Every line from the one holding "Task: place a pin on each instance of the rhino ear." through the final line of the entries is to be reproduced exactly, and no other line.

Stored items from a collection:
■ ■ ■ ■ ■ ■ ■
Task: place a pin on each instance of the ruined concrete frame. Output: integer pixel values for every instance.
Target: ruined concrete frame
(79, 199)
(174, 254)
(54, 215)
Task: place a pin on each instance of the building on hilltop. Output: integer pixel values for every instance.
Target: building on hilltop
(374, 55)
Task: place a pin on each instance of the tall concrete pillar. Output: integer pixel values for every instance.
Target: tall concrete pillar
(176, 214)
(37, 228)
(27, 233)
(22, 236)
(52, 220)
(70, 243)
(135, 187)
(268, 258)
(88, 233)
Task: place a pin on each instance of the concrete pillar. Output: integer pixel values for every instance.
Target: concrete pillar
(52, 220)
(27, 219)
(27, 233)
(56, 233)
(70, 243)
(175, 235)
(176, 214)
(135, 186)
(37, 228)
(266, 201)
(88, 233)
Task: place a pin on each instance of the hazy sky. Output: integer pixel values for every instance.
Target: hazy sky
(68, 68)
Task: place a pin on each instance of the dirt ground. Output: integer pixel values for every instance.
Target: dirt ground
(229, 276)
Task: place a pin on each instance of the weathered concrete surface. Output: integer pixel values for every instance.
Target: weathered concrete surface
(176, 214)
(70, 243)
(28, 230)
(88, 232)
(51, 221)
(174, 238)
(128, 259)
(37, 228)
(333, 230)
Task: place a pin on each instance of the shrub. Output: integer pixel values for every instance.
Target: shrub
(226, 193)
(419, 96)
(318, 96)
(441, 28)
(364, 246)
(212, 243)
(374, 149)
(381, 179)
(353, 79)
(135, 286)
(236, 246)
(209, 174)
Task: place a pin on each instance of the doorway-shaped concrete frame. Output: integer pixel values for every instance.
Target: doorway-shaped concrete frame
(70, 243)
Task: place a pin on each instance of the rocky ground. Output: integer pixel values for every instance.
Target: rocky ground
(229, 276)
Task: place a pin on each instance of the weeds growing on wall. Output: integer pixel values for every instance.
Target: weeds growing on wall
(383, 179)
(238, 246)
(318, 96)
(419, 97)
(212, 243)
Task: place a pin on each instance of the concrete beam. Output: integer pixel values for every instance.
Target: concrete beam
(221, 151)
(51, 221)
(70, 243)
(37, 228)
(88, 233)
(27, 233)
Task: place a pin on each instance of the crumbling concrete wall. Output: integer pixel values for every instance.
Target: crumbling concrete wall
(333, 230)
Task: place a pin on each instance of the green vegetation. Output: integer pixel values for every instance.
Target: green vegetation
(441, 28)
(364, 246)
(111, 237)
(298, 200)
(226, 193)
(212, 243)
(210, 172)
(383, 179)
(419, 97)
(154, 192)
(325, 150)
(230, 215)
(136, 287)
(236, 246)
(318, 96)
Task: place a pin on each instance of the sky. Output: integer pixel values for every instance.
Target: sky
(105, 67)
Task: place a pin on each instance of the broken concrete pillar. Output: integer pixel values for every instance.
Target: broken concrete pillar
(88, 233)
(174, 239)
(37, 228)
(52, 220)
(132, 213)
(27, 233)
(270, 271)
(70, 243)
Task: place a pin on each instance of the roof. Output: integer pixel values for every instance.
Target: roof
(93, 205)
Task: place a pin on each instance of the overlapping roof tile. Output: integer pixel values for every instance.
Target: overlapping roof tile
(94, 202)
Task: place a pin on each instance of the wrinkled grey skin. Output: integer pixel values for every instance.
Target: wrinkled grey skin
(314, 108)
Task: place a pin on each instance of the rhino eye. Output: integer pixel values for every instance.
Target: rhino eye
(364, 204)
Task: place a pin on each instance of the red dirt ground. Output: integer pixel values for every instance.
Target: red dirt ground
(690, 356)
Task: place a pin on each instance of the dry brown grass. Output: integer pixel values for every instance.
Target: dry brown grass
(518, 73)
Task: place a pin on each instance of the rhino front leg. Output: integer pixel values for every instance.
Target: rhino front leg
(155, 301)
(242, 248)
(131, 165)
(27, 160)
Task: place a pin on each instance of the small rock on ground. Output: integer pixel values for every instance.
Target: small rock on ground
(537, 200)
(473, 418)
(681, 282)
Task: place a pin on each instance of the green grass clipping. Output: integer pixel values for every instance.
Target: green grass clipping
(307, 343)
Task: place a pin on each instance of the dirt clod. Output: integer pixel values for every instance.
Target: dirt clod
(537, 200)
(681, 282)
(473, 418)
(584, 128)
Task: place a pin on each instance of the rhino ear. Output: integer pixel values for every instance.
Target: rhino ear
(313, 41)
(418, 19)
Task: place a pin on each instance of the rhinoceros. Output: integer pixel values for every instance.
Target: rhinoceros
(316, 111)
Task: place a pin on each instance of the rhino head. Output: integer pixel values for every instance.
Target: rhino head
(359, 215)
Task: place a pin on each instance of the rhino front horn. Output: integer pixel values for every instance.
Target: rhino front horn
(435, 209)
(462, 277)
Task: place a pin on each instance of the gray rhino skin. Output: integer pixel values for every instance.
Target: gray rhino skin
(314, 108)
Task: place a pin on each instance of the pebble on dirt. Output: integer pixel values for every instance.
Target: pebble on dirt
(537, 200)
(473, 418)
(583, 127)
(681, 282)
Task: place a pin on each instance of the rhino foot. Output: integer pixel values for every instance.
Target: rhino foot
■ ■ ■ ■ ■ ■ ■
SOLUTION FOR THIS TASK:
Task: place a pin on each instance of the rhino ear. Output: integer pixel values for every instance.
Target: rhino ear
(313, 41)
(418, 19)
Task: place a pin on each instance of the rhinoceros. Output: integer pixel values for every instance.
Target: rhinoceros
(316, 111)
Task: place a pin on each instance of the rhino head. Output: integer pixel values for every instance.
Target: rhino head
(359, 215)
Task: place a pin on each instance of the rhino front horn. Output: integer pixel values for every instance.
Target: rhino front horn
(435, 209)
(462, 277)
Task: place a pin on each instance of the gray rhino skin. Output: integer pixel values for every instance.
Target: gray rhino skin
(314, 108)
Task: place a pin on each instance of the pebble on dirt. Output: integer pixel values for every instance.
Target: pebble on dirt
(537, 200)
(473, 418)
(583, 127)
(681, 282)
Task: place a pin on each instance of the rhino foot. Output: integer pixel values for every instance.
Target: rhino foot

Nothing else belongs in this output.